## YOUR INSTRUCTIONS
How many lines in the records below contain the word "sign"? Reply with the number alone.

## RECORD EXCERPTS
..............................

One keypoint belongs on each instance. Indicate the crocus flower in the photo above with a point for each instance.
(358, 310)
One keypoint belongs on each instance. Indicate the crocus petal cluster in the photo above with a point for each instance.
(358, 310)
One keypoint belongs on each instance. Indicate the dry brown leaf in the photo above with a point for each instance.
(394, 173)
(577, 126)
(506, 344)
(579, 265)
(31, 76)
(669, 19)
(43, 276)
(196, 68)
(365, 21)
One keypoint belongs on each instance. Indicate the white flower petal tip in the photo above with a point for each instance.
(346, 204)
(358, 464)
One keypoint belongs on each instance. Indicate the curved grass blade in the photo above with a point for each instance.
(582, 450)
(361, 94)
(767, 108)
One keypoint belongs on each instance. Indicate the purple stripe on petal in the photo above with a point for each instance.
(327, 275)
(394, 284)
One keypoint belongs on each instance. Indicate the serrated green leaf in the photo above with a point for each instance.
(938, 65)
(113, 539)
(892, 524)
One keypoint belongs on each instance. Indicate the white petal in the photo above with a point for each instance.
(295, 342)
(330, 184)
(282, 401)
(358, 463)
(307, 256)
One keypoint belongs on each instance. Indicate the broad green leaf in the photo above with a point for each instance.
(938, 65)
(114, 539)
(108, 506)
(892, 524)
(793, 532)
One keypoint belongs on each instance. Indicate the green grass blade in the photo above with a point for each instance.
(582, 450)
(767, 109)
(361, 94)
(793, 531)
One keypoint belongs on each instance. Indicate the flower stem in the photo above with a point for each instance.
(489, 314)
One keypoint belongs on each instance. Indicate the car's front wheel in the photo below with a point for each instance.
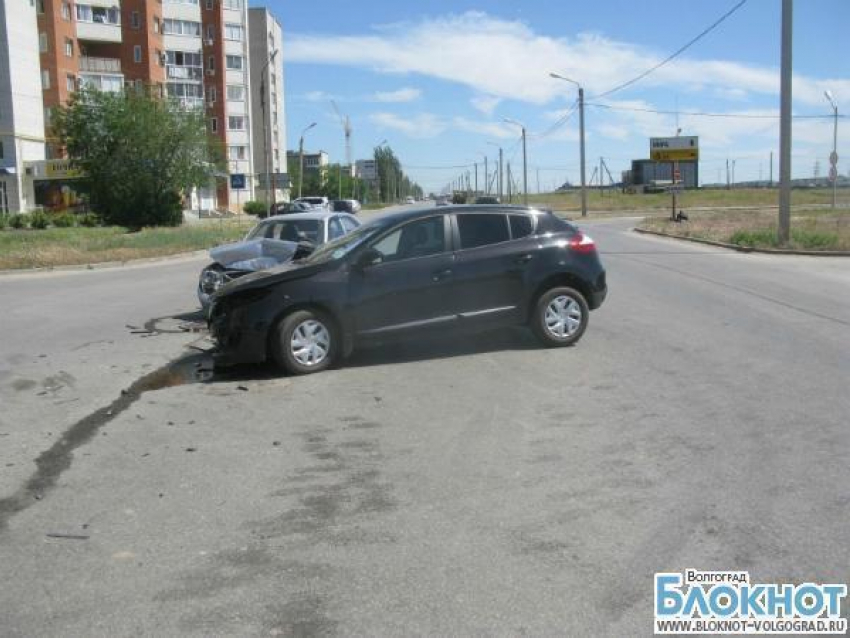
(560, 317)
(305, 341)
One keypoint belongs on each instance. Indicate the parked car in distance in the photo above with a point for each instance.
(346, 206)
(287, 208)
(410, 274)
(270, 243)
(315, 202)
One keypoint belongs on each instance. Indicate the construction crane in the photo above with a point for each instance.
(346, 127)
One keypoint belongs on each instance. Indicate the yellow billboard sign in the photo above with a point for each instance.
(674, 149)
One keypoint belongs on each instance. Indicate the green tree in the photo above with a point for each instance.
(138, 153)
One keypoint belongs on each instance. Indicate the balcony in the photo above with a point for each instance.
(99, 65)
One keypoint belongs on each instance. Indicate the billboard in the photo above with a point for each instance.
(674, 149)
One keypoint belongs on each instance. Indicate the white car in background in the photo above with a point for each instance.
(272, 242)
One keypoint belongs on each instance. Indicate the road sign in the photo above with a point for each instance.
(671, 149)
(237, 181)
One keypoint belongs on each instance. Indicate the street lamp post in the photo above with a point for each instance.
(301, 159)
(581, 136)
(270, 201)
(833, 159)
(524, 160)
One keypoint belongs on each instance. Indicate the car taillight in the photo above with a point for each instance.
(582, 243)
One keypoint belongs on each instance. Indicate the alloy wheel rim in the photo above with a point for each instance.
(563, 316)
(310, 343)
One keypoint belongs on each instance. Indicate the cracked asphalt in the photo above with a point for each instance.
(478, 485)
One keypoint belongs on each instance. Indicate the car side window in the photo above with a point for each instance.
(335, 229)
(349, 224)
(521, 226)
(419, 238)
(482, 229)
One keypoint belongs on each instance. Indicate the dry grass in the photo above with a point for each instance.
(79, 246)
(810, 229)
(719, 198)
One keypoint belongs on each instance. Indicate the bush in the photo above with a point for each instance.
(256, 208)
(89, 220)
(39, 220)
(64, 220)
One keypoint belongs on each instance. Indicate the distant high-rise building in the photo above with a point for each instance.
(267, 106)
(21, 110)
(194, 51)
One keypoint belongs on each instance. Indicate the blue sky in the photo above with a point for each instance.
(437, 80)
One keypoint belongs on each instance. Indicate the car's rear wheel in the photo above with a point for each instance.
(305, 341)
(560, 317)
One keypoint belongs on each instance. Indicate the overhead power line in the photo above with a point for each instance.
(755, 116)
(675, 54)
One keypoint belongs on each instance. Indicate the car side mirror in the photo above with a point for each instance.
(368, 257)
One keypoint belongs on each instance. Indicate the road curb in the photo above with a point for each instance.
(747, 249)
(103, 265)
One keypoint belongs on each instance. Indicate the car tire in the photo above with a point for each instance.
(305, 341)
(560, 317)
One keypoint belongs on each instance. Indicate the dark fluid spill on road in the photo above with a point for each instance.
(194, 368)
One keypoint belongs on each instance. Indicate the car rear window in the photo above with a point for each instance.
(482, 229)
(521, 226)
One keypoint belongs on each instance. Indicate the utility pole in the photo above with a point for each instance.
(833, 158)
(270, 201)
(771, 169)
(581, 138)
(784, 227)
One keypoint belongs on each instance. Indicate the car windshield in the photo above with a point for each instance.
(289, 230)
(341, 247)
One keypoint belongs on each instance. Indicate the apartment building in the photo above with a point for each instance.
(21, 115)
(194, 51)
(267, 107)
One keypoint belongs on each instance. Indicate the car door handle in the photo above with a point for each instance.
(442, 274)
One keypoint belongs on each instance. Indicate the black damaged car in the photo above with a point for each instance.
(411, 274)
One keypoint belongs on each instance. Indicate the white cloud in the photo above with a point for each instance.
(502, 59)
(422, 125)
(485, 103)
(401, 95)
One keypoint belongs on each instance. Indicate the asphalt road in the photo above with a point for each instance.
(475, 486)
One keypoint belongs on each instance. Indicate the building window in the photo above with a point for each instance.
(236, 92)
(233, 32)
(181, 27)
(100, 15)
(237, 153)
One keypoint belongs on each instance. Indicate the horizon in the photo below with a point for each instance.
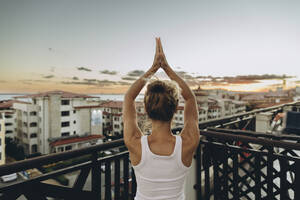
(103, 46)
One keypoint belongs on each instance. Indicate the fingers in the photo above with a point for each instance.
(157, 45)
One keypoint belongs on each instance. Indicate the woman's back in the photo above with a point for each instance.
(158, 176)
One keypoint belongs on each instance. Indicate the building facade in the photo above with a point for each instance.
(55, 116)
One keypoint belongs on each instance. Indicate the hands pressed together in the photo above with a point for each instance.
(160, 60)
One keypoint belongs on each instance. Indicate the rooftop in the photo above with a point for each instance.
(9, 103)
(75, 140)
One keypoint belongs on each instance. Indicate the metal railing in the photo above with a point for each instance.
(109, 177)
(235, 164)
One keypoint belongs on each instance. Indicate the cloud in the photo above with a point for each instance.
(49, 76)
(241, 79)
(84, 69)
(135, 73)
(52, 69)
(108, 72)
(123, 83)
(129, 78)
(93, 82)
(77, 83)
(90, 80)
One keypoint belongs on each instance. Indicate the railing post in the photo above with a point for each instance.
(297, 180)
(283, 178)
(126, 177)
(96, 176)
(117, 178)
(257, 174)
(235, 175)
(107, 180)
(198, 185)
(270, 162)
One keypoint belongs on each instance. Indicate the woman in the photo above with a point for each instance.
(160, 160)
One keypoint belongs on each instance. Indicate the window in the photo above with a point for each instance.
(33, 124)
(69, 147)
(65, 124)
(65, 113)
(116, 126)
(65, 134)
(65, 102)
(33, 113)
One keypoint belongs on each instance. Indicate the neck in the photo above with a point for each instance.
(161, 128)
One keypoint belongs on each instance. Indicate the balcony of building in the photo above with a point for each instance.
(233, 161)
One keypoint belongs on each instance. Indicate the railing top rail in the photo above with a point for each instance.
(223, 120)
(256, 134)
(249, 139)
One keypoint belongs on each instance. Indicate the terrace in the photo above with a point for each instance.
(231, 162)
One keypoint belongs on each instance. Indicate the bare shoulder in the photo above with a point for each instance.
(190, 137)
(135, 150)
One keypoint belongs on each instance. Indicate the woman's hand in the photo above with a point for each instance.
(161, 55)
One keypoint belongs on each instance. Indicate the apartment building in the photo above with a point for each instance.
(57, 121)
(6, 107)
(2, 138)
(113, 119)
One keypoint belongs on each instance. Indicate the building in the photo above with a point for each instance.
(2, 138)
(56, 116)
(113, 119)
(6, 107)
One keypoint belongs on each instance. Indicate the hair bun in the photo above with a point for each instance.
(157, 88)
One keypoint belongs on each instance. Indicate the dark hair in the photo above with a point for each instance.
(161, 100)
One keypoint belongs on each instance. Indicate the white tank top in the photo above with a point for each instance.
(160, 177)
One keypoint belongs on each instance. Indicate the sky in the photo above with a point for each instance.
(97, 46)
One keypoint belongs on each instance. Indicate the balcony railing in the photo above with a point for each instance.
(112, 177)
(239, 164)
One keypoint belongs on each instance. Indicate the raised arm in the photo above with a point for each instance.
(190, 130)
(131, 129)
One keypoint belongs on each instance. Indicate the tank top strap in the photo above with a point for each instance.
(144, 151)
(179, 152)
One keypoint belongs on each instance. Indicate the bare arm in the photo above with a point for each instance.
(131, 129)
(190, 129)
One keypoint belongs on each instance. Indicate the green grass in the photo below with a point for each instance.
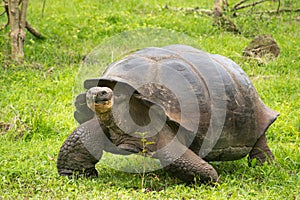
(37, 99)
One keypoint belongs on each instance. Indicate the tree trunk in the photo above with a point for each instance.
(17, 19)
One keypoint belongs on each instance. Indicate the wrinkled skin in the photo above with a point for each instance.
(104, 126)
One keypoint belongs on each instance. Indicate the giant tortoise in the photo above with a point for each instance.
(194, 107)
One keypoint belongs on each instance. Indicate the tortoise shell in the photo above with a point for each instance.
(209, 96)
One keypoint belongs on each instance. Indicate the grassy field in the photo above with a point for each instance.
(36, 98)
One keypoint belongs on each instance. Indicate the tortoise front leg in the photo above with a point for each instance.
(81, 151)
(181, 161)
(261, 151)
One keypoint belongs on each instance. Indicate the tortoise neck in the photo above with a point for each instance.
(108, 120)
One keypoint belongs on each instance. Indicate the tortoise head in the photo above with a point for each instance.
(100, 99)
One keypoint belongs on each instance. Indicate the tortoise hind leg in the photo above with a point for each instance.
(261, 151)
(181, 161)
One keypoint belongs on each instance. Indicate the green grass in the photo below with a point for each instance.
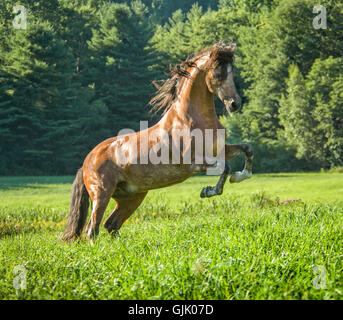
(246, 244)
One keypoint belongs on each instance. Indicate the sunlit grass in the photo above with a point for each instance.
(249, 243)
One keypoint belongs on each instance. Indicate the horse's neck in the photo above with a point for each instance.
(195, 103)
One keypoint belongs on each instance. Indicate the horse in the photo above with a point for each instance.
(126, 167)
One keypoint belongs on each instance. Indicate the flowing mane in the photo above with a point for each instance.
(220, 54)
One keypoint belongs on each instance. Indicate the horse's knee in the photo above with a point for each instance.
(248, 150)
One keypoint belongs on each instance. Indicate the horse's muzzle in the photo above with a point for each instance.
(232, 105)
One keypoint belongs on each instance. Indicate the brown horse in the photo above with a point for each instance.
(126, 167)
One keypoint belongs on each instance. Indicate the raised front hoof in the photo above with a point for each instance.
(208, 192)
(115, 234)
(240, 176)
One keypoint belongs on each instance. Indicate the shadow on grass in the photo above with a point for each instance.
(11, 183)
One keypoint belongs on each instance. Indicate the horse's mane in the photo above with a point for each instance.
(220, 54)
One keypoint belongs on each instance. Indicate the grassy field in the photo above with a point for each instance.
(249, 243)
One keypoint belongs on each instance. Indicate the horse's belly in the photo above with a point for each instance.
(142, 178)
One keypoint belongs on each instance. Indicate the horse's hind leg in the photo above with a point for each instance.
(100, 202)
(209, 191)
(125, 207)
(231, 151)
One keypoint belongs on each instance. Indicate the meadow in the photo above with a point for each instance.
(265, 238)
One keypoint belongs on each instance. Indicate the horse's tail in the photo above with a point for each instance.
(79, 204)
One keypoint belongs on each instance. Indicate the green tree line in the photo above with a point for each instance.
(82, 70)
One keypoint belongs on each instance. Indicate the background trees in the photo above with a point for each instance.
(82, 71)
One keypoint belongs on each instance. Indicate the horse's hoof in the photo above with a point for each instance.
(207, 192)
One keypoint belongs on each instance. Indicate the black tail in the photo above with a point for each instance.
(79, 204)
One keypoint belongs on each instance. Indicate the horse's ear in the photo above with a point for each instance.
(233, 46)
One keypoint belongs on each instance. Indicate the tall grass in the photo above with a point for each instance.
(261, 239)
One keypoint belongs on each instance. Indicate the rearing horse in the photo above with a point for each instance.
(188, 100)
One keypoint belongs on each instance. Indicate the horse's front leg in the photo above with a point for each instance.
(233, 150)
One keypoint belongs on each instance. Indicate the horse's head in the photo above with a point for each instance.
(219, 77)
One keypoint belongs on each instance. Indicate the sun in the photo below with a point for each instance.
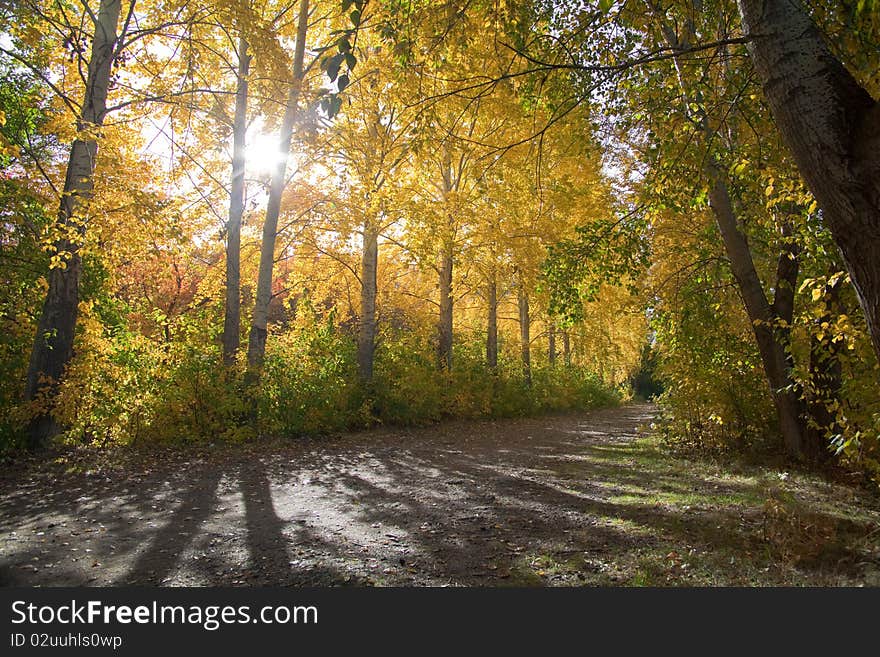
(262, 153)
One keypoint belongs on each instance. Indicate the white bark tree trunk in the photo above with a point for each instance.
(232, 315)
(832, 127)
(260, 321)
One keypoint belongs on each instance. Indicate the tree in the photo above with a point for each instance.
(831, 125)
(232, 309)
(259, 324)
(53, 344)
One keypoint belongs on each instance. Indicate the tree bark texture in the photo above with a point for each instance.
(53, 343)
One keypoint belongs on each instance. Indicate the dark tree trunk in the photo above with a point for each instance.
(525, 334)
(260, 322)
(832, 128)
(771, 345)
(367, 326)
(53, 343)
(826, 379)
(444, 328)
(492, 326)
(776, 363)
(232, 315)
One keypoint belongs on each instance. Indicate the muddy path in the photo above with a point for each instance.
(519, 502)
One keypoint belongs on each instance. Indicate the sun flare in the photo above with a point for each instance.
(262, 153)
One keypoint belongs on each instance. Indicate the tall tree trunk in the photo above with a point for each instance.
(53, 344)
(492, 325)
(232, 315)
(367, 326)
(826, 378)
(444, 327)
(789, 408)
(774, 358)
(260, 322)
(525, 334)
(832, 128)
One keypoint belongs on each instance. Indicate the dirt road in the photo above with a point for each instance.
(544, 501)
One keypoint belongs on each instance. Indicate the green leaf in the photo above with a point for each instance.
(333, 66)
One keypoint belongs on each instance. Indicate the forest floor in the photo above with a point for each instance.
(581, 499)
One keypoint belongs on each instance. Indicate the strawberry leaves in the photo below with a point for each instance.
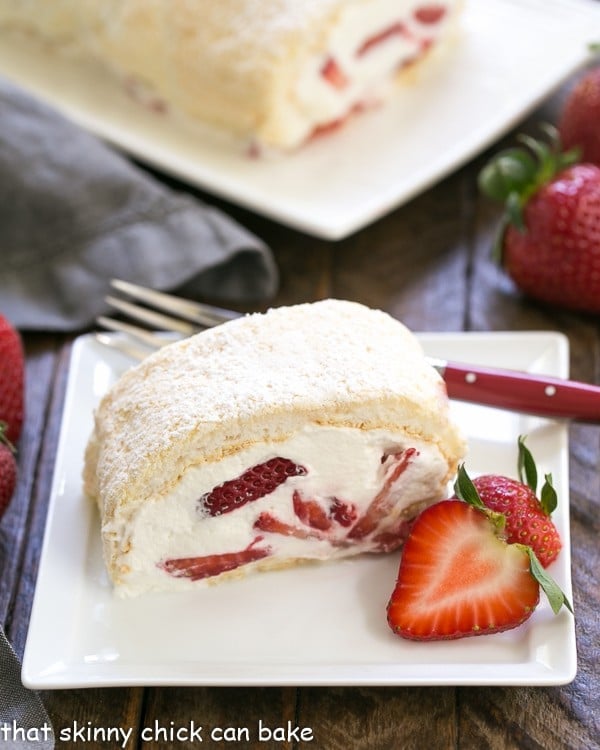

..............................

## WRITTEN SOLUTION
2